Given exercise: Which lines in the items below contain the word "visible"? Copy each such line, matching case exactly.

Box-labeled dataset items:
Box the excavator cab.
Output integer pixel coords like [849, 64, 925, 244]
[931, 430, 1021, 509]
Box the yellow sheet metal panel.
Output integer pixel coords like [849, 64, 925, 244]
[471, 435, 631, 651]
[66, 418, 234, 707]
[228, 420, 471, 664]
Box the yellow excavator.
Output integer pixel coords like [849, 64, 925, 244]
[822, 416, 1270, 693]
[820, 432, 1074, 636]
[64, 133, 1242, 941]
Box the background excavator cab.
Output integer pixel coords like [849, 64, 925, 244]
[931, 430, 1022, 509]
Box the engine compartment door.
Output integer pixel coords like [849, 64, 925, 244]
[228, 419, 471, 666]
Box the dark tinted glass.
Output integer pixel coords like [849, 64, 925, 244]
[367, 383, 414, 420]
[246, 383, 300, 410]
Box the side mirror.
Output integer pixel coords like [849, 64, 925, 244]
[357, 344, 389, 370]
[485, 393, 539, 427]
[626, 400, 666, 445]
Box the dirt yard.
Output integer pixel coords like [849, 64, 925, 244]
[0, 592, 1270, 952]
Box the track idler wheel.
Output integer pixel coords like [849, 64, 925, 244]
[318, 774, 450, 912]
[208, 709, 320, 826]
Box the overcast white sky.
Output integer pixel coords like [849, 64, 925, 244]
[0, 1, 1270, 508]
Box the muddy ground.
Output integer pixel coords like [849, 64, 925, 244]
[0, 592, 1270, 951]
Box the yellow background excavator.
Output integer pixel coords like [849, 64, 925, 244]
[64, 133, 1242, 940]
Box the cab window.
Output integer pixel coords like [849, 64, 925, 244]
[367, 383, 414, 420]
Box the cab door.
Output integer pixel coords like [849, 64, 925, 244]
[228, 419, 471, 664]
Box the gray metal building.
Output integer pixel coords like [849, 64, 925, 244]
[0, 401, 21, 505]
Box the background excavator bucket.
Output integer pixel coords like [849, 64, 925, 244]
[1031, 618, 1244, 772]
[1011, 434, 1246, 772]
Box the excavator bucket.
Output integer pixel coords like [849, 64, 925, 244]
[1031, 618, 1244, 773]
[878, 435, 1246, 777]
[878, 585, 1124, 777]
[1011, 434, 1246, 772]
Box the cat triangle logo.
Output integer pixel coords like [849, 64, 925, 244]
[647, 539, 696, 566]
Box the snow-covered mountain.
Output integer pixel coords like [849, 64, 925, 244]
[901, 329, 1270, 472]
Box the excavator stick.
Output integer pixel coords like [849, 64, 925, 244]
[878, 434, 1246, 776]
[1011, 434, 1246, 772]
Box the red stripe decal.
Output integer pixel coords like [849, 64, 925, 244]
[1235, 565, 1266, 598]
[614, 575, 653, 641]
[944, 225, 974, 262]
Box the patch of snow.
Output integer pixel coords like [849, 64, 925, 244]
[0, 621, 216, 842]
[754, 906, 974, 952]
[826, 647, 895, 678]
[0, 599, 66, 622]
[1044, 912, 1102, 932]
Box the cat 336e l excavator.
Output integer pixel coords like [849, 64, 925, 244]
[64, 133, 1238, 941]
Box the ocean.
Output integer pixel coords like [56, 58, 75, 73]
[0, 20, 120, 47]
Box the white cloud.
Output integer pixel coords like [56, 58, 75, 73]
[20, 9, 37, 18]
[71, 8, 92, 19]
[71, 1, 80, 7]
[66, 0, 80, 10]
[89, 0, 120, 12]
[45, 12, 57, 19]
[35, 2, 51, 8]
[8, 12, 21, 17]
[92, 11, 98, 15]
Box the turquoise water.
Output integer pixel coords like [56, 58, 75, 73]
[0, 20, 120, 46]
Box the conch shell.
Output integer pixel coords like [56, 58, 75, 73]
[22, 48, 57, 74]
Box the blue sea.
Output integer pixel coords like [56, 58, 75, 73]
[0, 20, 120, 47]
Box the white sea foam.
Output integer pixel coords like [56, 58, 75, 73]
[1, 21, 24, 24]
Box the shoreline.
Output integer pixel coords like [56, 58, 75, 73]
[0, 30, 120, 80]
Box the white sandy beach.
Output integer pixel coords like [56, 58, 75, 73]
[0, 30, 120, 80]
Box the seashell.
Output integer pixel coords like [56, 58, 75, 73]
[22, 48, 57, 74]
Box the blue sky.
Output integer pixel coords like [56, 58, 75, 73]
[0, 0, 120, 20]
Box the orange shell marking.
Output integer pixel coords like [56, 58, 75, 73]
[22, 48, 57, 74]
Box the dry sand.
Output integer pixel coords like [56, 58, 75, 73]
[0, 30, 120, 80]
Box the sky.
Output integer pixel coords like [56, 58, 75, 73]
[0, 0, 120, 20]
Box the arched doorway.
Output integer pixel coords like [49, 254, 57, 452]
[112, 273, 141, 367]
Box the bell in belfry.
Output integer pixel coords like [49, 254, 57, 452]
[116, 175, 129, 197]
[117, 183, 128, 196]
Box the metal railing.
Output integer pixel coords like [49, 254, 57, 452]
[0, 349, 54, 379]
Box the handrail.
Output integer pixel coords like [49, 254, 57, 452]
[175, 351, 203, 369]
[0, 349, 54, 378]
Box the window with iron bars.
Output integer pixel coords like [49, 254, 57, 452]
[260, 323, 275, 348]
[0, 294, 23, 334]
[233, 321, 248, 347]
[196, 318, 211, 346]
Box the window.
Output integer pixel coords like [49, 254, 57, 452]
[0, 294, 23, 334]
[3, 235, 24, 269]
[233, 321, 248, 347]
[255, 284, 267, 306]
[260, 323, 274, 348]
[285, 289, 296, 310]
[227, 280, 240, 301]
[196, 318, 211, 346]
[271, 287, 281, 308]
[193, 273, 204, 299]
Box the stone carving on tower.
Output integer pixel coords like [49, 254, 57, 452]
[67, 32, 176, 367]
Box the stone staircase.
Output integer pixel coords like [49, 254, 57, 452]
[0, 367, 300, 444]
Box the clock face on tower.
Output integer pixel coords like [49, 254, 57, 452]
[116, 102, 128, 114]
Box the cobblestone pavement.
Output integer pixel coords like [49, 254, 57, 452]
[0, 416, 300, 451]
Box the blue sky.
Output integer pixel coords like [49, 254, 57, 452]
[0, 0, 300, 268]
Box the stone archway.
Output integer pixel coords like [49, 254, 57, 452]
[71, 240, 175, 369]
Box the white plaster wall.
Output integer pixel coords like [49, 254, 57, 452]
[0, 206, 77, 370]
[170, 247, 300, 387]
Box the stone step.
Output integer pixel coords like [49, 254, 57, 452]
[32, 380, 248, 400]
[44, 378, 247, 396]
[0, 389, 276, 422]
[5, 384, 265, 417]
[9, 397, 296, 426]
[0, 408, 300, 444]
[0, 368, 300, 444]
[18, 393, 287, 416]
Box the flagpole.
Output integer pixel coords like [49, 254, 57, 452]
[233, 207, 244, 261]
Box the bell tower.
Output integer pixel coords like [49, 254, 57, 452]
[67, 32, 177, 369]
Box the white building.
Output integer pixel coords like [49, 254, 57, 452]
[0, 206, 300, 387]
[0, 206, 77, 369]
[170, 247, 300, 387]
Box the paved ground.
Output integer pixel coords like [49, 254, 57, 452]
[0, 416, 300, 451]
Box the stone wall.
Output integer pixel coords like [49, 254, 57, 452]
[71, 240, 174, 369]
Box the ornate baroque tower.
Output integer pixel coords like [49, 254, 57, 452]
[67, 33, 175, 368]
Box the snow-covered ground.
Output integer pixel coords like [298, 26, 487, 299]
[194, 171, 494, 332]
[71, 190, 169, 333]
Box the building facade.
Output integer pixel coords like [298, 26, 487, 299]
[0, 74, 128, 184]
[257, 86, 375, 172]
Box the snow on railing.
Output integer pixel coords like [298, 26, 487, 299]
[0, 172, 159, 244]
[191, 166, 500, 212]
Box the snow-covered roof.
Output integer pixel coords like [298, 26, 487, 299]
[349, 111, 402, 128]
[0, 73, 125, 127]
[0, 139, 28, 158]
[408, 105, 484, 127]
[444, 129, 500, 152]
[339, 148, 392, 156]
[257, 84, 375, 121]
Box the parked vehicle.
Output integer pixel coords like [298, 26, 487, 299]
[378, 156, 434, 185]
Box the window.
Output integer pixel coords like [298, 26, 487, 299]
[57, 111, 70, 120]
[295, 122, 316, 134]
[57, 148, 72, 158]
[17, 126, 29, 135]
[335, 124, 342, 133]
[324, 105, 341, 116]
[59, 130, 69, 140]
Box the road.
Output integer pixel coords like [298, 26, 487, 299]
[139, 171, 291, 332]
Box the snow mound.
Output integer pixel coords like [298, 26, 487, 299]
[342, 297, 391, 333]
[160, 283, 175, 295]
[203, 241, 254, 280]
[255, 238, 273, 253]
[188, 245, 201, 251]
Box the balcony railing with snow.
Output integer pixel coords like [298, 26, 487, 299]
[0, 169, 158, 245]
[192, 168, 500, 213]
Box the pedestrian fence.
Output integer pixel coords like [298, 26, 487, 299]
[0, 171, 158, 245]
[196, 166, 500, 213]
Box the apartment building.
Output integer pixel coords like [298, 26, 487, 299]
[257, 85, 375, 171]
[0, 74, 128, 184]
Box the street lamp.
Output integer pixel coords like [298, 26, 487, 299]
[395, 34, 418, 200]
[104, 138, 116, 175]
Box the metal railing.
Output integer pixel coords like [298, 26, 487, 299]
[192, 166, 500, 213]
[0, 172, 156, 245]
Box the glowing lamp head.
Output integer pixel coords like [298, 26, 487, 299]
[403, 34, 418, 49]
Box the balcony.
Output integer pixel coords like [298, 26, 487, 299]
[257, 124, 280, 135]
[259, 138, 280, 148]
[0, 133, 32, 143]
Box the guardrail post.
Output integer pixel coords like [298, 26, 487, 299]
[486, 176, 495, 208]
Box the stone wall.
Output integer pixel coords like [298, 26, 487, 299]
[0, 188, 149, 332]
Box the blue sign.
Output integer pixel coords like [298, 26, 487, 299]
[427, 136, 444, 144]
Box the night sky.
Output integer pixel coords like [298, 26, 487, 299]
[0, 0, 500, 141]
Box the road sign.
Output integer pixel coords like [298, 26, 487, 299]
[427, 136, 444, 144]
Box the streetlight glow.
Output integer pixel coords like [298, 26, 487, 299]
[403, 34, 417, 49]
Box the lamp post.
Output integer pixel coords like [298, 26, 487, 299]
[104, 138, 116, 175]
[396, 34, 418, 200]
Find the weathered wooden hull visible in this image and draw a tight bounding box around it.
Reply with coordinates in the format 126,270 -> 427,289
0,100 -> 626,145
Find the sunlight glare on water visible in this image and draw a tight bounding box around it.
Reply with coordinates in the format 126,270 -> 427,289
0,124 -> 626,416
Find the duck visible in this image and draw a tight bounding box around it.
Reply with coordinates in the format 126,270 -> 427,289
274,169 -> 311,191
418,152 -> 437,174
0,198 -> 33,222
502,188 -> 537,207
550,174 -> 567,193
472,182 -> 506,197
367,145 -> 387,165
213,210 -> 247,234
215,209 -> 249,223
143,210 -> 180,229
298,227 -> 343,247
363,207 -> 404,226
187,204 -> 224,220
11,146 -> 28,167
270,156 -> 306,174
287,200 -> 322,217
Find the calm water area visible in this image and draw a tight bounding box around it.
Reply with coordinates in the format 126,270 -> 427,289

Answer to this exercise:
Find the weathered wooden hull visible in this image and draw a tight bounding box around it.
Find the sunlight glare on water visible in this image and draw a tight bounding box around it.
Find the duck visible in this image and draw a tight bounding box around it.
Find the calm water area visible in this image and draw a tight bounding box around it.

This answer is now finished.